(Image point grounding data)
#####

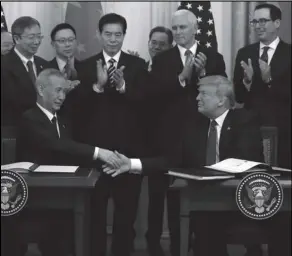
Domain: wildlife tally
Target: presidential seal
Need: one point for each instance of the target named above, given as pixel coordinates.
(259, 196)
(14, 192)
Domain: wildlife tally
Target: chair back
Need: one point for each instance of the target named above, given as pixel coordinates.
(270, 144)
(8, 144)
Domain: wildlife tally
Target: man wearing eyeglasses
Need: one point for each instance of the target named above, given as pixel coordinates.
(6, 42)
(64, 42)
(262, 80)
(19, 69)
(262, 77)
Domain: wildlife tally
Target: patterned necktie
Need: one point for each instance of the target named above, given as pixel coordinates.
(111, 71)
(188, 55)
(211, 144)
(31, 71)
(55, 123)
(70, 71)
(264, 56)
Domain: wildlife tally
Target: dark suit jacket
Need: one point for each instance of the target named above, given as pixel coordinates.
(240, 138)
(39, 143)
(170, 101)
(17, 90)
(110, 119)
(273, 104)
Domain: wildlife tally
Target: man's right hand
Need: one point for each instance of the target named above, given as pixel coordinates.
(101, 74)
(248, 72)
(109, 157)
(186, 73)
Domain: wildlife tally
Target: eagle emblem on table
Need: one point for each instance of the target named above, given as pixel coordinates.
(9, 195)
(260, 195)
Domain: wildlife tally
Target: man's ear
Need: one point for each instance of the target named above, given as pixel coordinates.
(277, 23)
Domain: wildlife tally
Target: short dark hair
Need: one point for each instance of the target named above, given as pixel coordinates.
(275, 12)
(59, 27)
(20, 24)
(162, 30)
(112, 18)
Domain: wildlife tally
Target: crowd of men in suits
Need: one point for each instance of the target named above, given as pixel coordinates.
(130, 118)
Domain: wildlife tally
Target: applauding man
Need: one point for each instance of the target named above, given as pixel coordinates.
(108, 116)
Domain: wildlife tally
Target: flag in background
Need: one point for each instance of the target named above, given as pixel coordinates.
(3, 20)
(206, 35)
(84, 17)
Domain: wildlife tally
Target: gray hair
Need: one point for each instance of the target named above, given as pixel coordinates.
(224, 86)
(43, 78)
(192, 19)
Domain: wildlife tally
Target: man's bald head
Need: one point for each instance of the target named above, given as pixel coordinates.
(184, 28)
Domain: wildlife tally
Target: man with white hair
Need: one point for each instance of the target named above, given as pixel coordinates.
(173, 81)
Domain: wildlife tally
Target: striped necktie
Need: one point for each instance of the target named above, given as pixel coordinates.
(264, 56)
(111, 71)
(211, 144)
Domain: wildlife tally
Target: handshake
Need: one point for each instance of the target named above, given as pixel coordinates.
(114, 162)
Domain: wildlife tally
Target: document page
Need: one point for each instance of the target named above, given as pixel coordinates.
(56, 169)
(21, 165)
(233, 165)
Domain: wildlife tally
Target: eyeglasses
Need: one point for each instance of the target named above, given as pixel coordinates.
(261, 22)
(69, 40)
(155, 43)
(32, 37)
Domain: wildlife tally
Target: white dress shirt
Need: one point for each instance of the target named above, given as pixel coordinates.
(25, 60)
(182, 52)
(51, 116)
(107, 58)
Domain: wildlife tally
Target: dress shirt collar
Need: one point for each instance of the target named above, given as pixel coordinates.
(47, 112)
(23, 59)
(183, 50)
(107, 57)
(273, 45)
(220, 119)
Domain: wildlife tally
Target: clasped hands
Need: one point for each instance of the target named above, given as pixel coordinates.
(199, 61)
(102, 76)
(114, 162)
(249, 72)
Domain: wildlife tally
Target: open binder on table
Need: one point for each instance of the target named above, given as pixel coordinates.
(26, 167)
(226, 169)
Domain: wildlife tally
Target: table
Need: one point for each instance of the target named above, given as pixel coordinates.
(65, 191)
(213, 196)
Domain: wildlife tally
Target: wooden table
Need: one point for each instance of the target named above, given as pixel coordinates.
(213, 196)
(65, 191)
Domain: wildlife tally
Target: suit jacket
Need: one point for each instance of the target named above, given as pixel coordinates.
(273, 104)
(171, 103)
(110, 119)
(18, 92)
(240, 138)
(38, 142)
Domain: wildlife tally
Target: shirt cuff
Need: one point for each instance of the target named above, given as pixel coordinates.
(95, 154)
(122, 89)
(247, 85)
(136, 166)
(182, 83)
(95, 88)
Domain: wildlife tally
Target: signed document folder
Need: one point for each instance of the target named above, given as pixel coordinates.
(226, 169)
(25, 167)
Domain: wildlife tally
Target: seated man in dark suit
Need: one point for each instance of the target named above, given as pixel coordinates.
(19, 69)
(215, 133)
(44, 138)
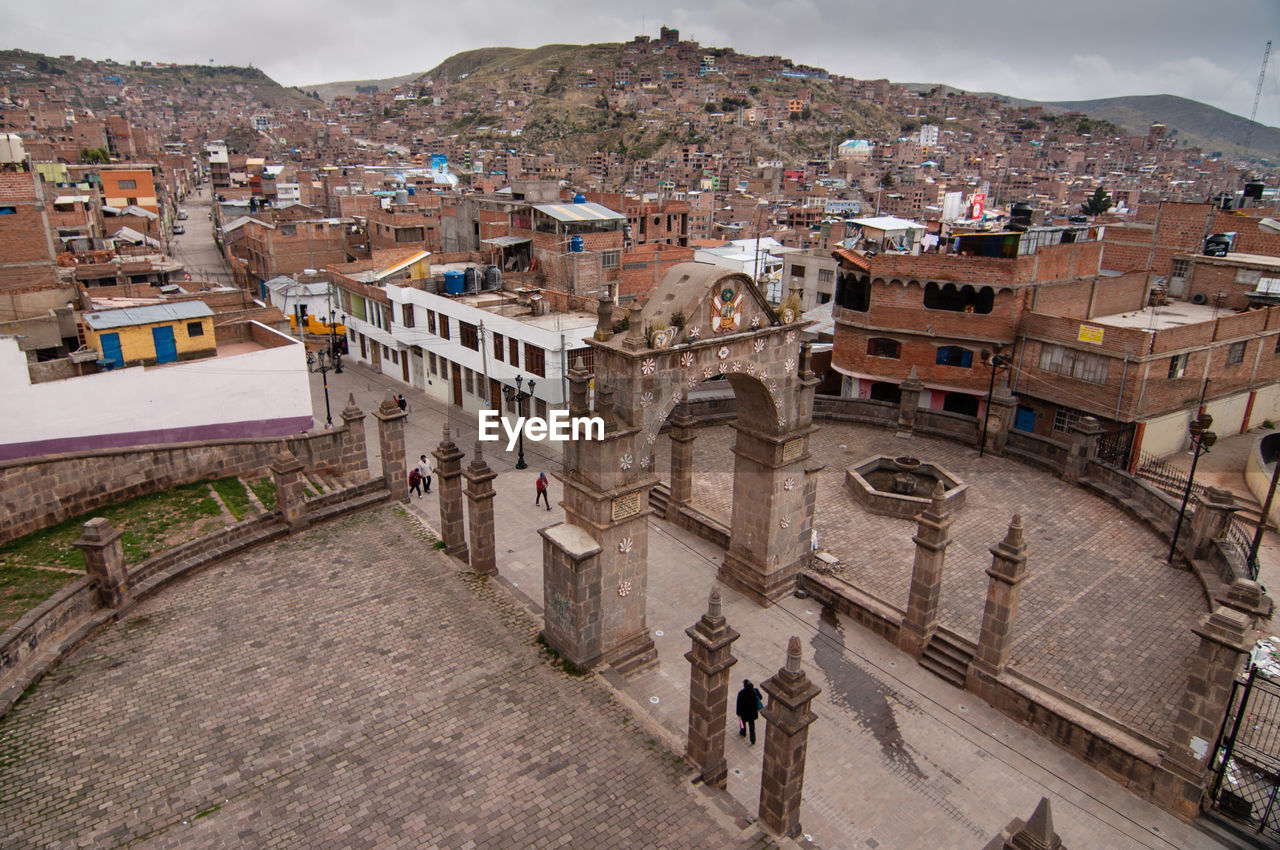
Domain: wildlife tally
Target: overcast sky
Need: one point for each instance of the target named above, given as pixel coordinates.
(1073, 50)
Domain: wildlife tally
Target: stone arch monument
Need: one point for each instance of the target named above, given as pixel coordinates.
(702, 321)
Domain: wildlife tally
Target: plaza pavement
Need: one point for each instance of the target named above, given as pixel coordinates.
(897, 758)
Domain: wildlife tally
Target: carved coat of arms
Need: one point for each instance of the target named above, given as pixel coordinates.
(726, 310)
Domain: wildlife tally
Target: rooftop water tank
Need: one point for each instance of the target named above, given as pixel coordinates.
(493, 278)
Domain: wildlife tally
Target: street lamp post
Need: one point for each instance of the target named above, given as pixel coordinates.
(996, 361)
(1201, 441)
(319, 361)
(516, 394)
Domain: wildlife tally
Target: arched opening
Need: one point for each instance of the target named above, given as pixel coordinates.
(882, 391)
(960, 403)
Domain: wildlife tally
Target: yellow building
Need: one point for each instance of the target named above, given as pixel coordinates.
(152, 334)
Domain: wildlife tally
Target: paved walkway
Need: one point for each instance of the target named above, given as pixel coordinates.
(342, 689)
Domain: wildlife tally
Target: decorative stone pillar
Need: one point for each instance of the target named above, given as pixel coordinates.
(1084, 447)
(448, 470)
(391, 441)
(999, 416)
(922, 603)
(571, 581)
(104, 561)
(289, 498)
(480, 513)
(1036, 833)
(681, 460)
(355, 455)
(1225, 638)
(909, 401)
(1214, 510)
(709, 662)
(786, 743)
(1008, 571)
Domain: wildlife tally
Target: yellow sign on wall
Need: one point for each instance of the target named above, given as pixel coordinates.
(1091, 333)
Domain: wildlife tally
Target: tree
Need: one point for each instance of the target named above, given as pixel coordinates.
(1097, 204)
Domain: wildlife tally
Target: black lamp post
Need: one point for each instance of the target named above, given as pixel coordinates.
(995, 360)
(1201, 439)
(319, 361)
(516, 394)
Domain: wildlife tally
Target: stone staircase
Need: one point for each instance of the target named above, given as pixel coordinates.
(947, 657)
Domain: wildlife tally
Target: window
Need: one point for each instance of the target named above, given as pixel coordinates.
(469, 336)
(1074, 364)
(955, 356)
(854, 292)
(965, 298)
(1234, 352)
(535, 360)
(883, 347)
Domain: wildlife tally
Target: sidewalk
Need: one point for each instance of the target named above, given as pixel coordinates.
(896, 759)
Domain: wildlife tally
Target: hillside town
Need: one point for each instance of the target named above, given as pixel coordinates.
(671, 236)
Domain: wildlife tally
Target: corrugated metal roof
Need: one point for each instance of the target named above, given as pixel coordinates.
(579, 211)
(150, 315)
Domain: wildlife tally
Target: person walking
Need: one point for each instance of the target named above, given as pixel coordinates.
(424, 469)
(749, 704)
(542, 492)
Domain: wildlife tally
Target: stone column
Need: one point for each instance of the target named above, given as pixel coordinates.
(999, 417)
(786, 743)
(355, 456)
(480, 513)
(391, 441)
(448, 471)
(922, 603)
(1036, 833)
(1084, 447)
(1214, 510)
(289, 499)
(709, 662)
(1225, 638)
(681, 460)
(909, 401)
(104, 561)
(571, 581)
(1008, 571)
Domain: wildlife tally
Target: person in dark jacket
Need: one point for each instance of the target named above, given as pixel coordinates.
(748, 708)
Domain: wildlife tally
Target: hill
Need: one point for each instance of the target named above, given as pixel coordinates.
(1189, 123)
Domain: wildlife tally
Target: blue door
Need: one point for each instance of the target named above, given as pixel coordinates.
(167, 351)
(112, 350)
(1024, 419)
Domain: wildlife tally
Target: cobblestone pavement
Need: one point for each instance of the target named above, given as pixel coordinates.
(1101, 617)
(344, 688)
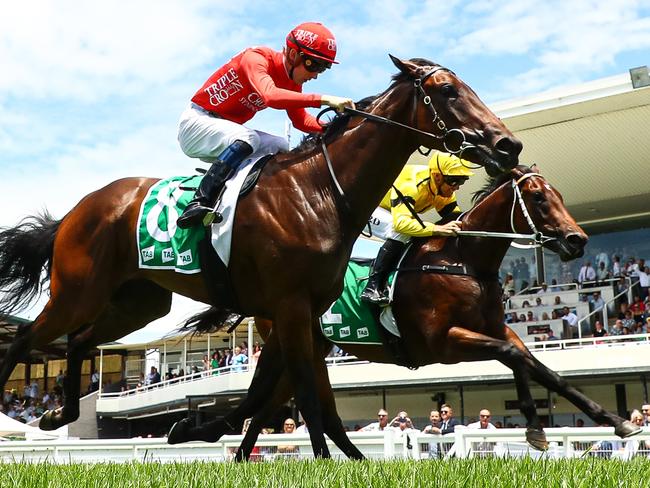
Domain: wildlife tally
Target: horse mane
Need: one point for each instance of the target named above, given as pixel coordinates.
(495, 182)
(339, 123)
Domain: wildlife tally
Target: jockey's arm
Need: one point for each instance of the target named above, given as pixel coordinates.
(405, 222)
(304, 121)
(256, 69)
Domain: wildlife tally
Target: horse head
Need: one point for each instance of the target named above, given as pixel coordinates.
(458, 121)
(550, 218)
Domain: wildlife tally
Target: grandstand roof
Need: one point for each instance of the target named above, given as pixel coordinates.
(592, 142)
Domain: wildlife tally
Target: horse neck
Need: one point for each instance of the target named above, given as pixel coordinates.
(368, 157)
(492, 214)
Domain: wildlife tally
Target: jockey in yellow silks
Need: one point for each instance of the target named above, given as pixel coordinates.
(418, 188)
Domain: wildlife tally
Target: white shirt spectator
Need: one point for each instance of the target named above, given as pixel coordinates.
(587, 273)
(571, 318)
(644, 278)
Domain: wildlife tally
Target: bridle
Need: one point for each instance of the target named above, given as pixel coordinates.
(536, 236)
(436, 120)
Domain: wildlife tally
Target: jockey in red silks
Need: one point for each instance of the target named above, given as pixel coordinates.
(211, 127)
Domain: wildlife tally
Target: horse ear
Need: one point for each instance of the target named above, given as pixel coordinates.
(405, 67)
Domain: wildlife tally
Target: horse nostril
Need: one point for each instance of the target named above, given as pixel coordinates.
(577, 241)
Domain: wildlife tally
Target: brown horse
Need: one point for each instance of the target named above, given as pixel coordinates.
(449, 318)
(292, 237)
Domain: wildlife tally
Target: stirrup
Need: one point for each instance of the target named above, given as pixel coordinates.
(213, 217)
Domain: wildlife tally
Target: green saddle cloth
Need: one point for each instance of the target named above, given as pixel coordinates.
(161, 244)
(349, 320)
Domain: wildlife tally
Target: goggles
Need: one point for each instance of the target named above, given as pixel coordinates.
(454, 180)
(314, 65)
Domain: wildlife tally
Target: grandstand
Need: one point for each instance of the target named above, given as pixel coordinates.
(581, 138)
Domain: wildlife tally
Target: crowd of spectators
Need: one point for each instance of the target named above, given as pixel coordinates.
(31, 403)
(630, 317)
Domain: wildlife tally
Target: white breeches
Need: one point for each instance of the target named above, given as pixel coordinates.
(205, 136)
(381, 225)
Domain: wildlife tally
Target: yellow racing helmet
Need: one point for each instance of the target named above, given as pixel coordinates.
(449, 165)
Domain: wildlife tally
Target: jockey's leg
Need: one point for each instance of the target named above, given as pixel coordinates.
(376, 290)
(206, 194)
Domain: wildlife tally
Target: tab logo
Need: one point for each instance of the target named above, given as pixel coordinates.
(184, 258)
(168, 255)
(147, 253)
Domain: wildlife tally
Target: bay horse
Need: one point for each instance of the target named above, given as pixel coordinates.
(450, 318)
(292, 237)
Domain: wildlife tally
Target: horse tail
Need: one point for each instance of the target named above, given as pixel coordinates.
(24, 252)
(211, 319)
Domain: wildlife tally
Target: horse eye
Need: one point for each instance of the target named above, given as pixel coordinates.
(449, 91)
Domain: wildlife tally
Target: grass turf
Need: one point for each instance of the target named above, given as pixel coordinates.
(588, 473)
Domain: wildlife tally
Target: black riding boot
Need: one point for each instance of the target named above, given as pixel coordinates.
(211, 184)
(376, 290)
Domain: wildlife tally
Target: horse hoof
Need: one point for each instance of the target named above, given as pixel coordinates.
(537, 439)
(179, 432)
(627, 429)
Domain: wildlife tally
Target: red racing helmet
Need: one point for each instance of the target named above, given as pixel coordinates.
(313, 39)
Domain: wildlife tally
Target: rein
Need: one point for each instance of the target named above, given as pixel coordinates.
(437, 122)
(537, 237)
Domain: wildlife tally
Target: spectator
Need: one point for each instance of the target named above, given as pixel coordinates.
(599, 330)
(153, 377)
(628, 321)
(571, 321)
(508, 285)
(616, 267)
(596, 304)
(94, 381)
(483, 422)
(257, 350)
(206, 363)
(434, 429)
(637, 308)
(645, 410)
(602, 275)
(483, 449)
(617, 328)
(401, 422)
(554, 286)
(382, 415)
(551, 336)
(239, 360)
(448, 423)
(644, 282)
(587, 275)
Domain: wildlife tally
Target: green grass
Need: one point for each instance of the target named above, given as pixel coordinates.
(587, 473)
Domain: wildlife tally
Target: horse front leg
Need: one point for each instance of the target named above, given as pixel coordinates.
(267, 374)
(554, 382)
(293, 323)
(466, 345)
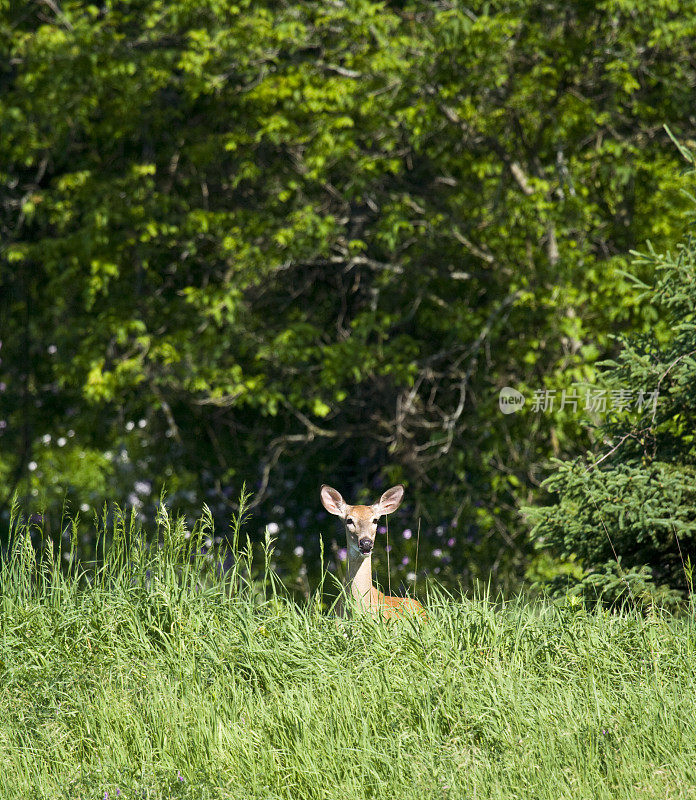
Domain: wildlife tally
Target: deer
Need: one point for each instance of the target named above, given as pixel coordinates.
(361, 528)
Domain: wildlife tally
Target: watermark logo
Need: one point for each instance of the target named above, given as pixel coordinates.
(510, 400)
(594, 401)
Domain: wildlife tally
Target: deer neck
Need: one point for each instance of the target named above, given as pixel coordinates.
(359, 577)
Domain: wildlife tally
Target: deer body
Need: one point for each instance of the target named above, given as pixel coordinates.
(361, 529)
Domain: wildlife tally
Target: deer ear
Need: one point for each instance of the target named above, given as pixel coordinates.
(332, 501)
(391, 499)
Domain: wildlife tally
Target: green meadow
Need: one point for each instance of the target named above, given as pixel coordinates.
(150, 675)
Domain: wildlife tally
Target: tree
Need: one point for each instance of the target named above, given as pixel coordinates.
(629, 514)
(306, 242)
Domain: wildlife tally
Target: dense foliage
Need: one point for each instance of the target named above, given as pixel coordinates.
(629, 515)
(306, 242)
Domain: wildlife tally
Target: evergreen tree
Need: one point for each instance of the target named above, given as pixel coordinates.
(629, 513)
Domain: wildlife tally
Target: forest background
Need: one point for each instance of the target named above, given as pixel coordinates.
(286, 244)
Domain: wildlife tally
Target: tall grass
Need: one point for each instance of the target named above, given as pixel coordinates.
(150, 675)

#####

__YOUR GOAL__:
The word "shirt" may occur in lines of the records. Report how many such lines there are, giving only the number.

__OUTPUT OF THE EXERCISE__:
4